### EXERCISE PROMPT
Rewrite the records below with "Place a dot on" swapped for "Put a point on" wherever it occurs, keeping every other character the same.

Stored dataset items:
_____
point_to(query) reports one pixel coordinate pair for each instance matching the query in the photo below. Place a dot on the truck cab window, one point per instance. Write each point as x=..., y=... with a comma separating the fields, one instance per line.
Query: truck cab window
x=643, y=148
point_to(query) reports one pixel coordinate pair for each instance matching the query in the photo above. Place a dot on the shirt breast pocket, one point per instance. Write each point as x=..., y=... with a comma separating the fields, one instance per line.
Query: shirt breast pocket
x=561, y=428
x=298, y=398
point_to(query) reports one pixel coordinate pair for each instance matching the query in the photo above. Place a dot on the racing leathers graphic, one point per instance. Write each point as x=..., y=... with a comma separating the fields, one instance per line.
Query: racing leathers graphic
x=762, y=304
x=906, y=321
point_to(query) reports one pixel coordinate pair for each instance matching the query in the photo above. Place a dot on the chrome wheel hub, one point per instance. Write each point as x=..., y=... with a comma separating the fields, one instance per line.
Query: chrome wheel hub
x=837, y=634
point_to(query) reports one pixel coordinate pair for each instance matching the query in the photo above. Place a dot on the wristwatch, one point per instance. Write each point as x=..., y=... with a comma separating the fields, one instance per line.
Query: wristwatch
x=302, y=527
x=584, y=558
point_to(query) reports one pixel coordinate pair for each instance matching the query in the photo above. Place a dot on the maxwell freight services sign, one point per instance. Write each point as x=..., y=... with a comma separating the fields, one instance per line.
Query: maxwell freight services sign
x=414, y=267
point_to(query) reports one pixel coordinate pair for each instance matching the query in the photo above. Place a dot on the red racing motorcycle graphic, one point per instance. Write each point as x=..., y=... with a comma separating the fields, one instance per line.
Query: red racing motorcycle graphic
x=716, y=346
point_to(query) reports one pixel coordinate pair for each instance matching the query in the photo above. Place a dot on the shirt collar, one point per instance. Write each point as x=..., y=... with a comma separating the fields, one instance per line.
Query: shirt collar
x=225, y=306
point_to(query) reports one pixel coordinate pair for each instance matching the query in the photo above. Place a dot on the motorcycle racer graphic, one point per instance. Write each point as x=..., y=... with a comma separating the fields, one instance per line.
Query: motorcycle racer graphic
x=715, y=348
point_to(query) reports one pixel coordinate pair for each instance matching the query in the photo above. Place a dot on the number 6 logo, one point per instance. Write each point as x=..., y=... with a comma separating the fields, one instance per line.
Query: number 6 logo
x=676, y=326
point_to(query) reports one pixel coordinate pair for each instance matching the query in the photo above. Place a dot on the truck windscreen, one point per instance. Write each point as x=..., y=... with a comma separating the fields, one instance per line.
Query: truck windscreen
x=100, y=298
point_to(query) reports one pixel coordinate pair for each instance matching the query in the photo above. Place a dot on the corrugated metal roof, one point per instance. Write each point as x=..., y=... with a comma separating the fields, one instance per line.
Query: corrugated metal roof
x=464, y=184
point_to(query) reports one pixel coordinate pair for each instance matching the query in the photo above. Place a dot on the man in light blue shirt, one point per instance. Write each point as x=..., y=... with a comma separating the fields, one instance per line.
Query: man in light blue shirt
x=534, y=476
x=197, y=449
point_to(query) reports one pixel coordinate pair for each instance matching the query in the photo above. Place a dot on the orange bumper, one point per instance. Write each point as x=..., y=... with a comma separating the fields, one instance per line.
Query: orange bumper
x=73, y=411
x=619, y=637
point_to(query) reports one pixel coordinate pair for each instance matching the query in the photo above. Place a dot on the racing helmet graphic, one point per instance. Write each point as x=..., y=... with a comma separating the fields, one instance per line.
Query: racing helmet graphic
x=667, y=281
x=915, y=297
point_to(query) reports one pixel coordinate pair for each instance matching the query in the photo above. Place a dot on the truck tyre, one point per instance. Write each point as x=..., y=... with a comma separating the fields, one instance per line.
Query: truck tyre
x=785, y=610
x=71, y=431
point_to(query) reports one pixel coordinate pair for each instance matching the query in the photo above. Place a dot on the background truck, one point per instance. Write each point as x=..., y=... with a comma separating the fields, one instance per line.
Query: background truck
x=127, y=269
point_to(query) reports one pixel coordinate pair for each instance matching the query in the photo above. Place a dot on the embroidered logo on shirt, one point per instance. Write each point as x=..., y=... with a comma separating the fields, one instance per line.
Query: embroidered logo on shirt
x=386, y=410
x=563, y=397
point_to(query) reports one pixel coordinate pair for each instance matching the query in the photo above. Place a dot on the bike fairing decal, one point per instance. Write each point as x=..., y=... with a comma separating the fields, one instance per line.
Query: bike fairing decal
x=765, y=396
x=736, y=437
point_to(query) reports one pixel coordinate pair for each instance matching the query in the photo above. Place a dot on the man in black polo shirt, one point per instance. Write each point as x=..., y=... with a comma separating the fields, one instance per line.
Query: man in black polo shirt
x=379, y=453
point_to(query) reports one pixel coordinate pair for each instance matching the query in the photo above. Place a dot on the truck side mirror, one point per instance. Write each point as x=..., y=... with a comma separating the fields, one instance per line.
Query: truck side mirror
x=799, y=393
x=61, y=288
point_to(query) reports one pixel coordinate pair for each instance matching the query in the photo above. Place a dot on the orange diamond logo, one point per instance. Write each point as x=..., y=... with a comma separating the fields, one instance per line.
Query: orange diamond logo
_____
### RESULT OF THIS TASK
point_to(query) reports one pixel coordinate pair for each instance matching the query in the photo below. Put a point on the truck cab window, one point per instance. Write each point as x=..., y=... with a comma separating the fields, one instance per line.
Query: truck cab window
x=643, y=148
point_to(query) reports one pixel coordinate pair for each instance matching the query in the photo above. Put a point on the shirt breast pocket, one point per instance. Write each point as x=..., y=... with a comma separating the fields, one instance per line.
Query: shirt breast pocket
x=561, y=428
x=298, y=398
point_to(query) reports one pixel coordinate pair for each instance matching the query in the photo above. Put a point on the racing leathers graphic, one point per instance. Write each point as x=..., y=... with a comma separating the fields, one instance per line.
Query: racing leathers graphic
x=762, y=304
x=906, y=321
point_to(query) reports one pixel coordinate pair for each instance matching the query in the photo above. Put a point on the chrome wheel hub, one point per instance. Write each point as x=..., y=... with a comma separating the fields, one instance per line.
Query: chrome wheel hub
x=837, y=634
point_to(query) reports one pixel coordinate pair for each instance matching the query in the photo above. Put a point on the wristwatch, one point per instance. Write each point as x=..., y=... with a comma separating the fields, one instance per line.
Query: wristwatch
x=302, y=527
x=584, y=558
point_to(query) reports one pixel coordinate pair for each instance matching the query in the photo above. Put a point on the maxwell freight services sign, one point per instance. Write each point as x=..., y=... with a comma separating the fields, one instance per line.
Query: maxwell freight services sign
x=414, y=267
point_to(query) reports one pixel coordinate pair for each instance matching the query in the photo above. Put a point on the red racing motorcycle graphic, one point per instance. Write each point as x=..., y=... with a comma separating the fields, one instance per line.
Query: red racing motorcycle graphic
x=716, y=346
point_to(query) reports one pixel coordinate pair for each instance matching the query in the photo above. Put a point on the shirt collar, one point per instance. Write each point as x=..., y=... with a comma separating the fields, one instance per line.
Query: shirt collar
x=225, y=306
point_to(query) reports one pixel coordinate pair for each instance matching the query in the photo above. Put a point on the motorcycle racer graphic, one point per instance. Write each point as x=..., y=... with a comma separating the fields, one instance per line.
Query: motorcycle racer graphic
x=715, y=348
point_to(query) reports one pixel coordinate pair for each instance matching the query in the photo above. Put a point on the number 6 logo, one point per instance. Write each point as x=..., y=... with a comma separating the fields, one instance per line.
Query: number 6 logo
x=676, y=326
point_to(query) reports one pixel coordinate pair for each instance matching the query in the photo above. Put a point on the truck windscreen, one point per instance. Write each point as x=..., y=... with a comma separating the fields, one instance per line.
Query: truck windscreen
x=100, y=298
point_to(query) reports one pixel coordinate pair for each instance matching the query in the photo above. Put a point on the corrugated metal roof, one point per instance. Write each point as x=..., y=... with a comma separating the fields, one instance per line.
Query: corrugated metal roof
x=464, y=184
point_to(query) reports one pixel coordinate pair for each instance matching the query in the photo above. Put a point on the man in light blue shirt, one point per instance. Write each point as x=..., y=... with a comma separating the fields, one instance per line.
Query: man in light blue shirt
x=534, y=476
x=197, y=449
point_to(query) reports one pixel coordinate pair for each instance matching the query in the photo above. Put a point on the orange bumper, one point per instance. Write each point as x=..., y=... with a comma separating the fields, one instance per line.
Query: orange bumper
x=73, y=411
x=619, y=637
point_to(query) reports one pixel coordinate pair for each instance matching the query in the photo above. Put a point on the racing helmet graphic, one point per instance. Write each point as x=..., y=... with a comma separating the fields, one instance per line.
Query: racing helmet graphic
x=667, y=281
x=915, y=297
point_to(query) reports one pixel coordinate pair for each instance matching the query in the photo above. Put a point on the truck tyre, one point per instance. Write each point as x=..., y=... with a comma separating the fields, one instance per line.
Query: truck tyre
x=785, y=610
x=71, y=431
point_to(query) reports one pixel coordinate pair for each instance matching the query in the photo above. Put a point on the background truck, one point per instance. Write each point as x=..., y=... with a comma separating the fields, one instance per line.
Query: background truck
x=127, y=269
point_to(query) reports one pixel coordinate pair for each instance matching the query in the photo above. Put a point on the embroidered logo on shirt, one point per instance. Write each point as x=..., y=... with a comma separating the fields, one instance per line.
Query: embroidered logo on shirt
x=386, y=410
x=563, y=397
point_to(query) reports one pixel coordinate pair for each instance matching the query in the photo above. Put a point on the bike fairing decal, one point per instance. Write each point as x=..., y=... with a comma separating the fields, one instance per line.
Query: bike fairing decal
x=765, y=396
x=736, y=437
point_to(query) reports one pixel coordinate pair for each instance matching the query in the photo above. Put a point on the man in black polo shirt, one point per instance. Write each point as x=..., y=... with a comma separating the fields, one instance per line.
Query: man in black polo shirt
x=379, y=453
point_to(query) reports one pixel coordinate pair for each instance matching the query in the photo above. Put a point on the truck side mirror, one point per instance. Write each point as x=..., y=... with a comma separating the fields, one instance per line.
Query: truck side mirror
x=799, y=393
x=61, y=288
point_to(query) reports one pixel coordinate pair for each instance matching the query in the photo above. Put a point on the orange diamond logo, one point per instance. Write each point as x=..., y=... with a comma separating the fields, one instance per line.
Query: orange diamond logo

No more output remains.